Render the part of the listing below that starts with the line containing "building facade, and" and runs through the end of the listing as a Markdown table with the columns No. and Text. Give one numbered row per line, skipping blank lines and leaving out the pictures.

Start EXCERPTED DATA

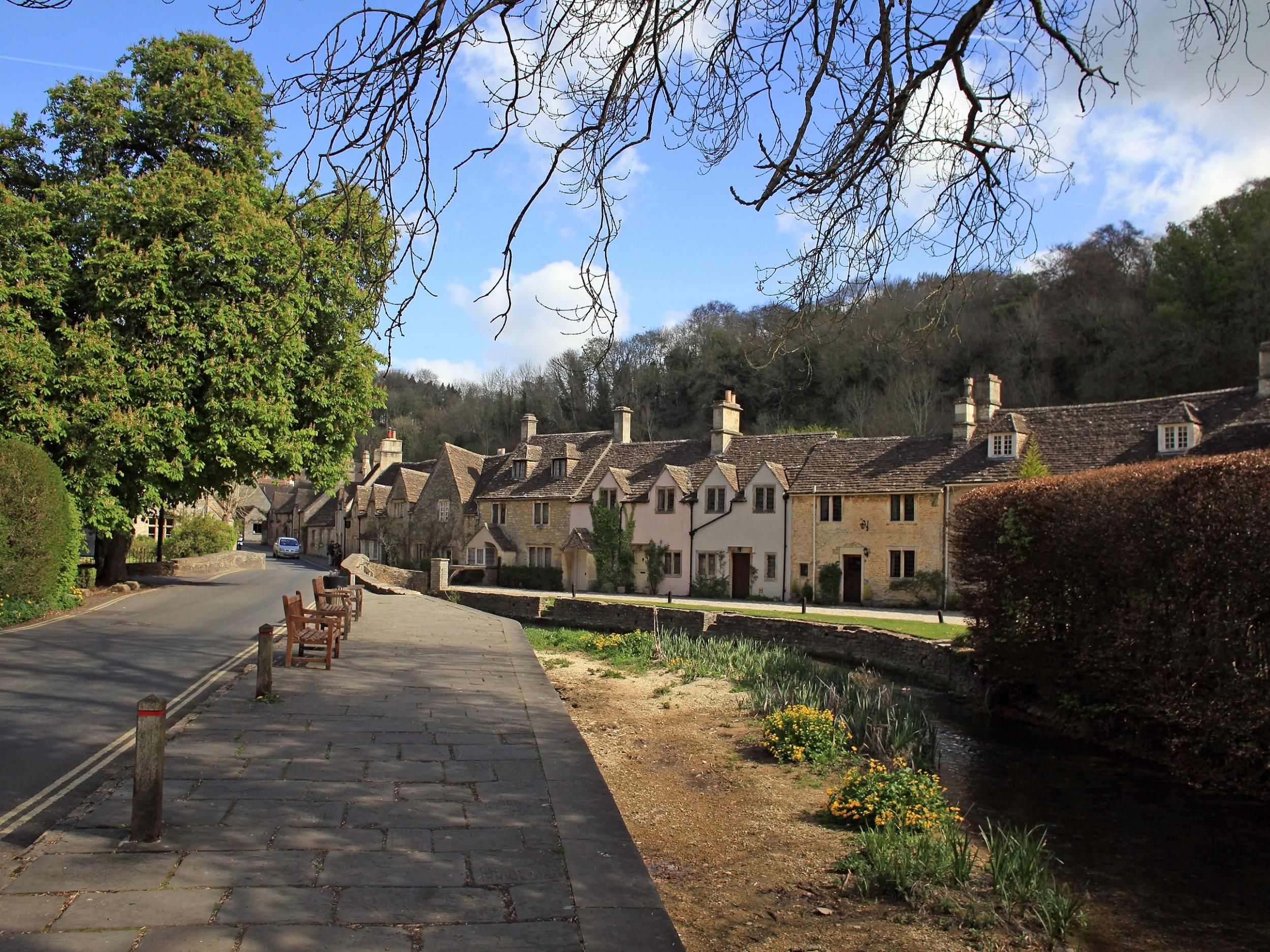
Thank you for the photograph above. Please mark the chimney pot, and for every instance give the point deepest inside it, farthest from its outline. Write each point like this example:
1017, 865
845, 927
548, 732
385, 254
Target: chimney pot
621, 424
727, 423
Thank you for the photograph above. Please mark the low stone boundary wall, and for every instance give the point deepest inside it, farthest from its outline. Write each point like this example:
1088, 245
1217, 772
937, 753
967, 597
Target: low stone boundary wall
400, 578
200, 565
898, 654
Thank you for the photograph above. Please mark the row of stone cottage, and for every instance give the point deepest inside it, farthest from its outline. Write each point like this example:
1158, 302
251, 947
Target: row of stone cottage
760, 512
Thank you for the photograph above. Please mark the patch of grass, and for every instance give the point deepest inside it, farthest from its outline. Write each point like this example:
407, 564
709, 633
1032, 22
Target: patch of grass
906, 626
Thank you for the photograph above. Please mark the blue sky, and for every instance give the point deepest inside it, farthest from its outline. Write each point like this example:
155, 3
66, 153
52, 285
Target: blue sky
1151, 159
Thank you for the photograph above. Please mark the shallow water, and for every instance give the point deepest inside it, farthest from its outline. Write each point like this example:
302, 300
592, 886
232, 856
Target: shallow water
1169, 867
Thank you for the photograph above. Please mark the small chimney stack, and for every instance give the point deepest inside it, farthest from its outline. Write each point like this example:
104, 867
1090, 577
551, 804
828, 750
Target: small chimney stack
963, 413
727, 423
990, 400
529, 428
621, 424
390, 450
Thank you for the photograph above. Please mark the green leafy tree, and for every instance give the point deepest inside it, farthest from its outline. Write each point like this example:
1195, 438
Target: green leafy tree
172, 321
1033, 465
615, 554
654, 563
40, 534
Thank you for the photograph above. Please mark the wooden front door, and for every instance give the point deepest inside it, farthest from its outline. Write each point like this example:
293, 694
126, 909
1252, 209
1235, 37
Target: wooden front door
741, 574
852, 575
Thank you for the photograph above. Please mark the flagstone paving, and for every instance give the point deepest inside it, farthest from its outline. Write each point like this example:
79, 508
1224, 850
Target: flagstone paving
430, 794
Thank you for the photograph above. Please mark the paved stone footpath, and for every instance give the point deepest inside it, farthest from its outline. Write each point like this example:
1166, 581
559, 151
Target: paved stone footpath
430, 794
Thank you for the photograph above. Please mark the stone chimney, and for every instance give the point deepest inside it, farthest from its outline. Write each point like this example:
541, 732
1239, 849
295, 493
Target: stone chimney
621, 424
963, 413
390, 450
990, 399
727, 423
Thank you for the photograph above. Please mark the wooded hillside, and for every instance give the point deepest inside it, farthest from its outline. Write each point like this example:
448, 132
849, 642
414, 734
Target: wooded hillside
1121, 315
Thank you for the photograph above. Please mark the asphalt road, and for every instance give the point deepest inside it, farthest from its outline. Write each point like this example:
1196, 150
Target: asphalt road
69, 687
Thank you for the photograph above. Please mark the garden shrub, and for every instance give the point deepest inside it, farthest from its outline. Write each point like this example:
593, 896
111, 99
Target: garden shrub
143, 549
798, 734
829, 580
199, 535
1136, 597
547, 578
710, 587
40, 535
877, 795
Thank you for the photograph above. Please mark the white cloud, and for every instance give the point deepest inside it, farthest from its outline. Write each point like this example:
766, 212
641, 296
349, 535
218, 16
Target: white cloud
446, 371
535, 331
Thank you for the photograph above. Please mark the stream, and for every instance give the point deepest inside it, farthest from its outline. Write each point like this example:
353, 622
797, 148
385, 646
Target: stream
1170, 869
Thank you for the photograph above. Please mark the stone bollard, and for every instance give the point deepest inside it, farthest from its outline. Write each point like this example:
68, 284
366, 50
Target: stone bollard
265, 662
438, 575
148, 770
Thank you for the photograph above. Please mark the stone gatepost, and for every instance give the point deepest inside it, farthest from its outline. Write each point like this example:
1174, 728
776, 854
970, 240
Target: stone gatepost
438, 575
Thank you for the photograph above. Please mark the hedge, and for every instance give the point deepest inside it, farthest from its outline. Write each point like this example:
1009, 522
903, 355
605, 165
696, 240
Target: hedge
1136, 598
40, 535
531, 577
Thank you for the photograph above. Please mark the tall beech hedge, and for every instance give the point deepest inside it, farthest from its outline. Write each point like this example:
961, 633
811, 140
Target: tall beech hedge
1137, 598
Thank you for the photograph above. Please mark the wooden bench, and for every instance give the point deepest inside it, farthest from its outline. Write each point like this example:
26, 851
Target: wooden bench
351, 593
337, 603
309, 629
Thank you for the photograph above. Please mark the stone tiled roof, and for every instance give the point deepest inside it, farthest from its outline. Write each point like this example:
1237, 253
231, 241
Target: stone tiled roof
324, 514
466, 469
497, 483
1070, 438
747, 453
413, 481
643, 463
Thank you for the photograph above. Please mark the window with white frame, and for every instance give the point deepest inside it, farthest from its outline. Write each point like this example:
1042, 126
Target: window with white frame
1175, 438
903, 507
1002, 446
903, 563
672, 564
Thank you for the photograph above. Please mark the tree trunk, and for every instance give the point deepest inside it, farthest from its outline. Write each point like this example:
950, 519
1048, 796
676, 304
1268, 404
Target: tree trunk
112, 557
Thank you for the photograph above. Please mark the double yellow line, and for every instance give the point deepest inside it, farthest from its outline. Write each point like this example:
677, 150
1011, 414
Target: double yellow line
64, 785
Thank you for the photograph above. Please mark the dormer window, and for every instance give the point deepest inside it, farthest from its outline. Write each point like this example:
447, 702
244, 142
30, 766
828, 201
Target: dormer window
1002, 446
1177, 437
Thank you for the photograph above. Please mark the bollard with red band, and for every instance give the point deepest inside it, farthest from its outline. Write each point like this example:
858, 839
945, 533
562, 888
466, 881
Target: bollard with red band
265, 662
148, 770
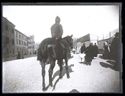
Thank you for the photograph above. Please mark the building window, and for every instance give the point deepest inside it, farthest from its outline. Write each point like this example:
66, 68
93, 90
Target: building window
19, 42
12, 41
6, 27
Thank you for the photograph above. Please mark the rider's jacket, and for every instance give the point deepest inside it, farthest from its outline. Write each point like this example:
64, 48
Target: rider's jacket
56, 31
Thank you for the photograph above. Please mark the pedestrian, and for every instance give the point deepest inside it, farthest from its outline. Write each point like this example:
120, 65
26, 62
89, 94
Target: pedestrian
116, 49
83, 48
56, 33
89, 54
106, 51
95, 50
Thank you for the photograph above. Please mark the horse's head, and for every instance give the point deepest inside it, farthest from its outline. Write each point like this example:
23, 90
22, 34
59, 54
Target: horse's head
69, 40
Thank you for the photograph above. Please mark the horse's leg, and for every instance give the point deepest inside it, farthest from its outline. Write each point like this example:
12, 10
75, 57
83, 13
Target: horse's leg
60, 63
52, 65
67, 72
43, 74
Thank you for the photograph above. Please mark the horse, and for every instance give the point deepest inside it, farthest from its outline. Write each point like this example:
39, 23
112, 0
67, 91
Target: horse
45, 54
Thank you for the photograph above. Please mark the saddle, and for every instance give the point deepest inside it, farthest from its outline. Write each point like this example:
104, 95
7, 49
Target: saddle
56, 48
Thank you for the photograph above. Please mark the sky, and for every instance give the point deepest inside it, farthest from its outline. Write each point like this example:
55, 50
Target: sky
78, 20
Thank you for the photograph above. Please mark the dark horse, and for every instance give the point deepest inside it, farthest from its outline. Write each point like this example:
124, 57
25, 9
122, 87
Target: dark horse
45, 54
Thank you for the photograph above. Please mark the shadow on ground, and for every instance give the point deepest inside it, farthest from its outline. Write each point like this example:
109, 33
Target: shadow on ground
57, 74
110, 64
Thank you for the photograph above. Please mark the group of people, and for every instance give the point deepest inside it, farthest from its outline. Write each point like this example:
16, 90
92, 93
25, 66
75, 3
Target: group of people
113, 50
90, 52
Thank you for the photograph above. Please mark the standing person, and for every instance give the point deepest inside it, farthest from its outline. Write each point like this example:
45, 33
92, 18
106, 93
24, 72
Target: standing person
89, 54
56, 33
95, 51
106, 51
116, 49
83, 48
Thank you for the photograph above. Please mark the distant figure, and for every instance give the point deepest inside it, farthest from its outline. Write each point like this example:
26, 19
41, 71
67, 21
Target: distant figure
83, 48
95, 50
106, 51
115, 50
56, 32
89, 54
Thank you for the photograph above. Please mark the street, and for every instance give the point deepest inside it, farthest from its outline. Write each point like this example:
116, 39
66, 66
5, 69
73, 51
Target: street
24, 76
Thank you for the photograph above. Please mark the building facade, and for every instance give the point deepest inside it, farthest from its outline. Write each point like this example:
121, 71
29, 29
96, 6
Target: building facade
8, 40
21, 43
15, 42
31, 45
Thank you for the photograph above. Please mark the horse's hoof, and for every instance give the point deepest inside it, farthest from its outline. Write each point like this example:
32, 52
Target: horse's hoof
68, 77
60, 77
44, 89
51, 85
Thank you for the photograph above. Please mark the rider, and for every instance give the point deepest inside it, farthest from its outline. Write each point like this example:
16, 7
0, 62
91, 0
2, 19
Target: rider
57, 32
56, 29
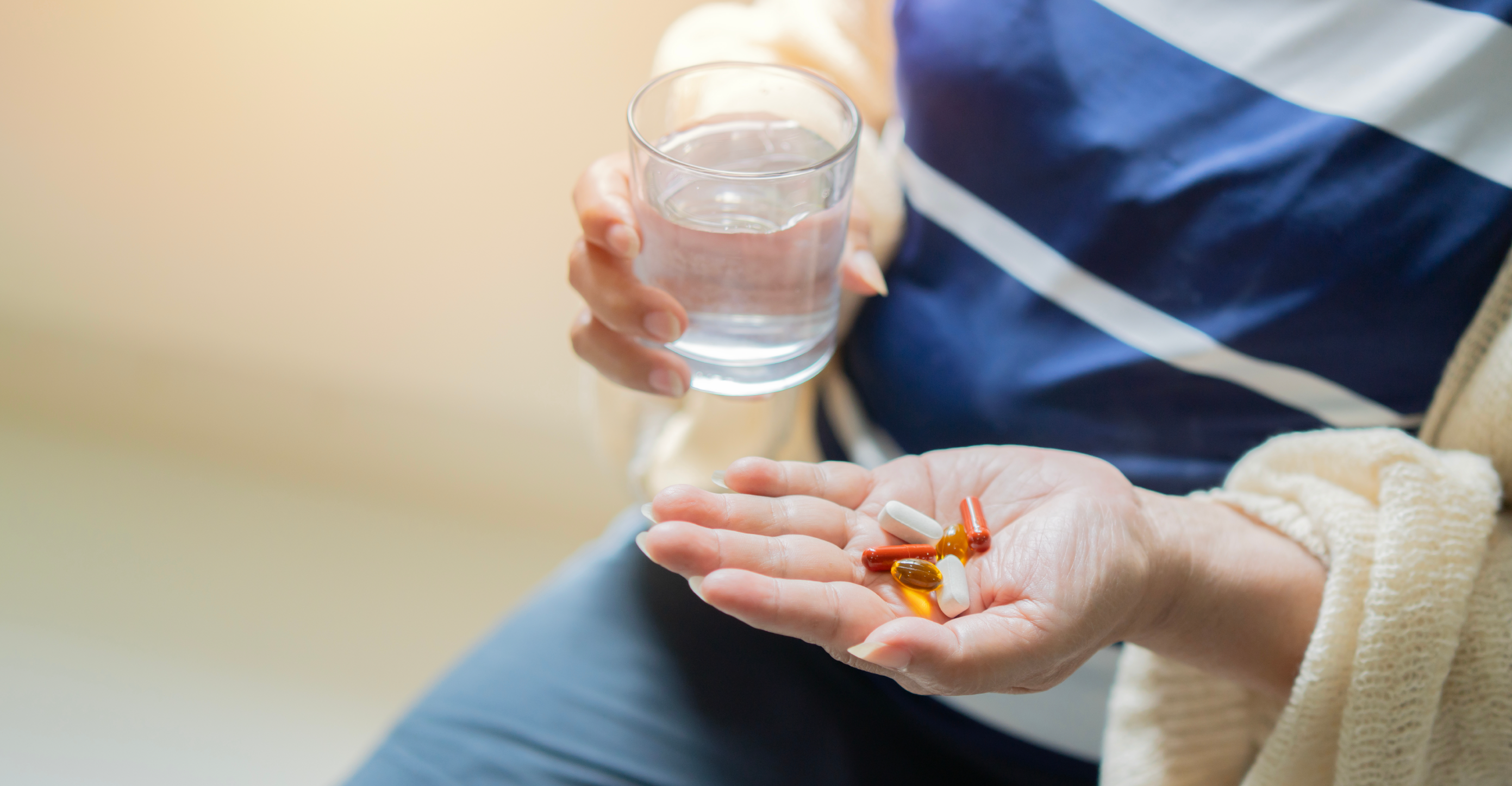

End EXCERPTED DATA

_TASK OUTPUT:_
| No. | Text |
|---|---|
| 1 | Thank you for the photograph above. Please mark the building facade, and for every instance give the point deepest inside it, farthest from its outline. Write each point like this example: |
| 2 | 121, 71 |
| 3 | 29, 29 |
| 4 | 96, 6 |
| 5 | Target: building facade |
| 6 | 8, 40 |
| 7 | 21, 43 |
| 8 | 15, 42 |
| 9 | 31, 45 |
| 10 | Thank you for the photograph above. Please mark the horse's hoof, and for every instance give the point deepest inside it, farthest from its outline. Write each point like this example: |
| 11 | 32, 52 |
| 12 | Target: horse's hoof |
| 13 | 68, 77 |
| 14 | 60, 77 |
| 15 | 44, 89 |
| 16 | 51, 85 |
| 17 | Thank you for the photograph above. Please mark the rider, and for every instance give the point deepest inside it, farthest from its outline. Write each point like this example: |
| 18 | 16, 7 |
| 19 | 0, 62 |
| 20 | 91, 0 |
| 21 | 2, 19 |
| 22 | Target: rider |
| 23 | 57, 32 |
| 24 | 56, 29 |